■ COSA FARE ■
Indica se ciascuna affermazione concorda con il testo sul razzismo e la polizia in America, rispondendo sì o no e citando alla lettera le parole decisive: (a) ci sono razzisti anche in Italia; (b) le giurie spesso condannano i poliziotti; (c) nel sistema all'italiana è la magistratura a incriminare per delitti gravi.

■ TESTO DI PARTENZA ■
▬▬▬

Ci sono razzisti nella società americana? Certo, come ci sono in Italia. La stupidità non ha frontiere.
Comunque l’America viene descritta come razzista dopo che ha eletto per due volte un presidente di colore. No comment.
Il problema è che da una parte la polizia difende i poliziotti qualunque cosa accada e dall’altra gli attivisti accusano i poliziotti qualsiasi sia la situazione. Per cui ogni discussione è inutile. Le giurie e giurì spesso scagionano i poliziotti perché li vedono come il baluardo contro la violenza e pensano che se i poliziotti non si sentono sicuri nell’operare, finiscono per tirarsi da parte e smettere di reagire al crimine per paura di finire sotto processo.
C’è poi il furore popolare alimentato dai media e da notizie false che rende le decisioni dei grand giury incomprensibili. Il pericolo è che per rimediare si vada verso un sistema all’italiana dove è la magistratura ad incriminare per delitti gravi e non un grand giury formato da cittadini come avviene in America. A quel punto il cittadino non ha altri cittadini a cui appellarsi se il dito del potere viene puntato contro di lui.

▬▬▬

■ RECORD ELENCATI ■
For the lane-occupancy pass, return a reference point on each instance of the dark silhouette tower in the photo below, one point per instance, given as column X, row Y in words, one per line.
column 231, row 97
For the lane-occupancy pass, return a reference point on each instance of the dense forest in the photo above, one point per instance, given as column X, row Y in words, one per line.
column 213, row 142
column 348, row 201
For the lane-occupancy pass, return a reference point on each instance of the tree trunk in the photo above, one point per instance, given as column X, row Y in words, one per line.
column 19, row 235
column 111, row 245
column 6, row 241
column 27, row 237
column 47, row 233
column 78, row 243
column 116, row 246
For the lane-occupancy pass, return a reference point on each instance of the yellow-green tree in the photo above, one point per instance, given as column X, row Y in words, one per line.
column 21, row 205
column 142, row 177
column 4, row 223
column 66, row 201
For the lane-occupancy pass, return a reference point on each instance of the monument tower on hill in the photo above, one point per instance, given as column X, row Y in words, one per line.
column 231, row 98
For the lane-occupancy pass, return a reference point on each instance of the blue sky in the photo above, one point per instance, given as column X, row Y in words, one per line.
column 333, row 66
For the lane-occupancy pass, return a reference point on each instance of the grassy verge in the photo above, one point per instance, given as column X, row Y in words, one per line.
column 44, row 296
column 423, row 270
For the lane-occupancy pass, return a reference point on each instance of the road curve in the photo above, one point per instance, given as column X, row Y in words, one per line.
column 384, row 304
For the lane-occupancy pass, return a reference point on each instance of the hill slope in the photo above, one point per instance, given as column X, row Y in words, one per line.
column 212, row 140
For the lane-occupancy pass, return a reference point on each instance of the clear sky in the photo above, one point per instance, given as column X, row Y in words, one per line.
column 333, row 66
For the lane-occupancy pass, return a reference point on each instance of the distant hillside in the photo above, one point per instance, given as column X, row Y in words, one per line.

▬▬▬

■ RISULTATO ■
(a) Sì: "Certo, come ci sono in Italia."
(b) No: "Le giurie e giurì spesso scagionano i poliziotti"
(c) Sì: "un sistema all’italiana dove è la magistratura ad incriminare per delitti gravi"